#### Dataset excerpts ####
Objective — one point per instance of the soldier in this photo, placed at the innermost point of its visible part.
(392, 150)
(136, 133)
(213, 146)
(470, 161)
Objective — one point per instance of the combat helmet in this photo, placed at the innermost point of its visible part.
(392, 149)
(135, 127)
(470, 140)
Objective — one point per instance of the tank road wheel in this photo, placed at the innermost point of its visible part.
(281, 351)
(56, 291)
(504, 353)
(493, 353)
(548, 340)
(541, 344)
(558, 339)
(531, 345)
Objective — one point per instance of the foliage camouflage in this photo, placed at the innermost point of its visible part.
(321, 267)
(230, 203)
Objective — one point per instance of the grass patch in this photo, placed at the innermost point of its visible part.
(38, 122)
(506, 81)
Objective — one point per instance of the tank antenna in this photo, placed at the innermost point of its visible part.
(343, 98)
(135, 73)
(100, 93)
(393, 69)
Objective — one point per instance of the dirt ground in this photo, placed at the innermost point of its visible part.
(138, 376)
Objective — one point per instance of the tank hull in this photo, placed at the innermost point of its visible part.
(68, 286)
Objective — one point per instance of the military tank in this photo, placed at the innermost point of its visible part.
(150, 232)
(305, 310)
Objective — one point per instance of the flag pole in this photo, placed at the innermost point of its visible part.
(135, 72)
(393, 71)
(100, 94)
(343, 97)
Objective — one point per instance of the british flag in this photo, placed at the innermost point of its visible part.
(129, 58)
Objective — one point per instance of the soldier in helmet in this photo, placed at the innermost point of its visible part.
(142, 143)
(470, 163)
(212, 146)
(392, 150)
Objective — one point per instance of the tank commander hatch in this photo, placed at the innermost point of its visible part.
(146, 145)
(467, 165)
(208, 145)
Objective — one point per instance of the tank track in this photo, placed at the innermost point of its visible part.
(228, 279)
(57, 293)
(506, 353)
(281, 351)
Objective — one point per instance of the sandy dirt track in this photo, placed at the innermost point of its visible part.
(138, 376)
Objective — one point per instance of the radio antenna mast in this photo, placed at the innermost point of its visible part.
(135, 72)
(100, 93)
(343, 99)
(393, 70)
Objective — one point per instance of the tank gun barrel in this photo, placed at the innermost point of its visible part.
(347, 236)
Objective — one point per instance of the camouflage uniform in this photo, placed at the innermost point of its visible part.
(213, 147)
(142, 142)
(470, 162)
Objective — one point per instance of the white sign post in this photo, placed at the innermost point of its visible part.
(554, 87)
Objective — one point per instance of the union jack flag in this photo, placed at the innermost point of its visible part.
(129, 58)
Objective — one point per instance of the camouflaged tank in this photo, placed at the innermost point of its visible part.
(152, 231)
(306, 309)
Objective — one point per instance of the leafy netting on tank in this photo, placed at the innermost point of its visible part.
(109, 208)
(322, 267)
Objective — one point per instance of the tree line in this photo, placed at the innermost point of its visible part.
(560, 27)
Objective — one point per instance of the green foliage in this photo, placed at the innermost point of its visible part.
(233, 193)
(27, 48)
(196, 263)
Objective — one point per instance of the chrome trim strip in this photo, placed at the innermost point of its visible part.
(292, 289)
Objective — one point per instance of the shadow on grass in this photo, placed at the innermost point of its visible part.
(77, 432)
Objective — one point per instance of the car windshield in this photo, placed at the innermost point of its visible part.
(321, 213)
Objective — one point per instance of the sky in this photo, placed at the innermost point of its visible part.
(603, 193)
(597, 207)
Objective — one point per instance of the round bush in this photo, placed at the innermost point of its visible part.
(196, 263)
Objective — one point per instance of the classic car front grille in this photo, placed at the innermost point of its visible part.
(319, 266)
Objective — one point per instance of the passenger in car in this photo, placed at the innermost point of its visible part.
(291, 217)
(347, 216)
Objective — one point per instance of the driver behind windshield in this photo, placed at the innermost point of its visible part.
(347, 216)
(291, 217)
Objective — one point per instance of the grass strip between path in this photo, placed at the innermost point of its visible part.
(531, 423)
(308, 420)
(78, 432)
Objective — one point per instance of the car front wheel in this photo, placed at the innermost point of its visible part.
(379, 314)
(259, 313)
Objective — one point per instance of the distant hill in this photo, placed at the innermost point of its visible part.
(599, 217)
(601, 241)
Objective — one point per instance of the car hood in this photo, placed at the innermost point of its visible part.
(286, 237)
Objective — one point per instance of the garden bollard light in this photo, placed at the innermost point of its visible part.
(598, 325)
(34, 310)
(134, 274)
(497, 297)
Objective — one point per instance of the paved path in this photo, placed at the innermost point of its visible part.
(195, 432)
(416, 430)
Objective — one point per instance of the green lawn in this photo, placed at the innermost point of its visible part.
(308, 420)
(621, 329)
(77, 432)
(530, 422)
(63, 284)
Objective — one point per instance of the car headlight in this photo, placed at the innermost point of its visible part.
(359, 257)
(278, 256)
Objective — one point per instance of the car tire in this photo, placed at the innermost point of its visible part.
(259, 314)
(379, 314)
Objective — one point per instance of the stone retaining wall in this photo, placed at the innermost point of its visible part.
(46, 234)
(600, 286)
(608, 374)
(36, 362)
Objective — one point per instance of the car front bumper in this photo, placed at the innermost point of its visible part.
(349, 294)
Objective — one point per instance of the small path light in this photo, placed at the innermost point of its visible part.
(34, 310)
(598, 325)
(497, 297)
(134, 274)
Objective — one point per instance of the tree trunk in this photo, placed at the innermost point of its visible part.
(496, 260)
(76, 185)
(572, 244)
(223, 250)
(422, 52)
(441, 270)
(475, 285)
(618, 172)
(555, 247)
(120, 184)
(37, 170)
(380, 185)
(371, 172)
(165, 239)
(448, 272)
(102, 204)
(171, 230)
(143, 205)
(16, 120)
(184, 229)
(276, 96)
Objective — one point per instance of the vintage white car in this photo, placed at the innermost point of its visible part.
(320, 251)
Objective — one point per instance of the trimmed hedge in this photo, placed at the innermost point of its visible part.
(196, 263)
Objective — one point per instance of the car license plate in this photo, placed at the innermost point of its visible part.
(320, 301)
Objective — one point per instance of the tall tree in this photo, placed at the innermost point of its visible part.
####
• [Aim of the task] Please type the entries above out again exactly.

• [Answer area]
Objective — one point per instance of the soldier in this photo, placed at the innermost point of its visible part.
(392, 150)
(136, 133)
(213, 146)
(470, 161)
Objective — one point per instance of the combat helmet in this photo, placed at the innermost point of its visible part.
(392, 149)
(135, 127)
(470, 140)
Objective — one point per instance of the tank road wheel in this photo, placed at the innermost point of its visible part.
(281, 351)
(56, 291)
(504, 353)
(493, 353)
(548, 340)
(541, 344)
(558, 339)
(531, 345)
Objective — one point per instance of the foliage camouflage in this photo, placed at the innermost point of its visible part.
(321, 267)
(230, 203)
Objective — one point per instance of the grass patch in this photo, placed at the innermost point of its visible part.
(38, 122)
(506, 81)
Objective — one point per instance of the tank antenna in this photo, placed at the innermost point of its visible part.
(343, 98)
(135, 73)
(100, 93)
(393, 69)
Objective — one point per instance of the dirt ground in this photo, placed at the innermost point of its visible part.
(138, 376)
Objective — one point per instance of the tank hull in this photo, placed at the innermost point of its visible part.
(68, 286)
Objective — one point per instance of the military tank in this photo, placed at the innermost point of its visible part.
(150, 232)
(305, 310)
Objective — one point per instance of the flag pole in this photo, placed at the innermost point of its visible part.
(135, 72)
(393, 71)
(100, 94)
(343, 97)
Objective — one point per instance of the british flag in this photo, placed at the innermost point of its visible part.
(129, 58)
Objective — one point per instance of the soldier in helmet in this photo, placed at the innermost point of its visible part.
(142, 143)
(470, 163)
(212, 146)
(392, 150)
Objective — one point per instance of the tank commander hatch in this photo, placed at the innermost point of its visible part.
(146, 145)
(467, 165)
(208, 145)
Objective — one point per instance of the tank track in this photo, placed at the innermost point of its visible part.
(228, 279)
(57, 293)
(506, 353)
(281, 351)
Objective — one point per instance of the sandy dirt track in this photo, placed at the innermost point of its visible part.
(138, 376)
Objective — one point per instance of the radio antenna mast in this photo, placed at the innermost point of its visible part.
(135, 72)
(100, 93)
(343, 99)
(393, 70)
Objective — one point per instance of the tank gun barrel in this photo, placed at the innermost point of its visible part.
(347, 236)
Objective — one point per instance of the camouflage uniform in this photo, placed at the innermost point of its visible part.
(213, 147)
(142, 142)
(470, 162)
Objective — one point per instance of the white sign post in this photo, placed at the innermost point of its visible part.
(554, 87)
Objective — one point per instance of the union jack flag in this photo, placed at the innermost point of its visible part.
(129, 58)
Objective — one point per instance of the camouflaged tank in this photo, placed at the innermost point of its visible part.
(152, 231)
(306, 309)
Objective — one point per instance of the leafy netting on tank in this photo, placed at the innermost point of its visible part.
(109, 208)
(322, 267)
Objective — one point per instance of the tree line in this photo, placed at the innermost point of its visible part.
(560, 27)
Objective — one point per instance of the green foliage in this photo, placed at the innermost point of its visible part.
(233, 193)
(27, 48)
(196, 263)
Objective — one point per instance of the chrome trim strip in this photo, placed at the innermost point of its visible part.
(292, 289)
Objective — one point per instance of the shadow on grass in this photo, placed at the innermost point of its visible part.
(77, 432)
Objective — one point per instance of the car windshield in this photo, placed at the innermost point of its visible part.
(321, 213)
Objective — one point per instance of the sky in this photo, placed at the innermost point of its visible part.
(603, 193)
(597, 207)
Objective — one point per instance of the round bush in this photo, placed at the innermost point of its visible part.
(196, 263)
Objective — one point per instance of the classic car front grille in this photo, placed at the innermost point of its visible part.
(319, 266)
Objective — one point per instance of the passenger in car in this photo, placed at the innermost point of its visible part.
(291, 217)
(347, 216)
Objective — one point per instance of the driver behind windshield in this photo, placed at the innermost point of its visible part.
(347, 216)
(291, 217)
Objective — one point per instance of the grass strip between path in this photo, placed at the innermost point of its visible part.
(531, 423)
(308, 420)
(78, 432)
Objective — one point per instance of the car front wheel in this photo, placed at the innermost point of its visible part.
(379, 314)
(259, 313)
Objective — one point per instance of the distant hill in this photo, placed at the innermost point of its visible part.
(599, 217)
(601, 241)
Objective — one point per instance of the car hood in this photo, placed at the innermost point of its visible part.
(286, 237)
Objective — one point per instance of the garden bollard light in this photo, placed at the innermost point of its visible part.
(598, 325)
(34, 310)
(134, 274)
(497, 297)
Objective — one point per instance of the paved path in this photo, placed at the innermost point of its visible part.
(195, 432)
(416, 430)
Objective — one point per instance of the green lawn in this photo, placed at the innermost point of its visible part.
(308, 420)
(621, 329)
(77, 432)
(530, 422)
(63, 284)
Objective — one point per instance of the car headlight in this photo, placed at the innermost point of its visible part.
(359, 257)
(278, 256)
Objective — one point per instance of the car tire in this photo, placed at the innermost point of its visible part.
(259, 314)
(379, 314)
Objective — one point per instance of the stone retaining wall in this photo, placed at the innermost point of its visible part.
(46, 234)
(600, 286)
(608, 374)
(36, 362)
Objective — one point per instance of the car front bumper in this photo, placed at the innermost point of its visible part.
(349, 294)
Objective — one point per instance of the small path light in this photo, placed at the innermost point of its visible part.
(34, 310)
(598, 325)
(497, 297)
(134, 274)
Objective — one point per instance of the tree trunk in this photo, placed at the innermost point of its visible part.
(496, 260)
(76, 185)
(572, 244)
(223, 250)
(422, 52)
(441, 270)
(475, 285)
(618, 172)
(555, 247)
(120, 184)
(37, 170)
(380, 185)
(371, 172)
(165, 239)
(448, 272)
(102, 204)
(171, 230)
(143, 205)
(16, 120)
(184, 229)
(276, 96)
Objective — one point per instance of the vintage white car in this photo, placed at the innermost point of its visible part.
(320, 251)
Objective — one point per instance of the trimmed hedge in this photo, placed at the innermost point of its visible part.
(196, 263)
Objective — one point per instance of the car license plate in this photo, placed at the innermost point of its visible part.
(320, 301)
Objective — one point per instance of the tall tree in this photo, placed at the innermost point of its visible part.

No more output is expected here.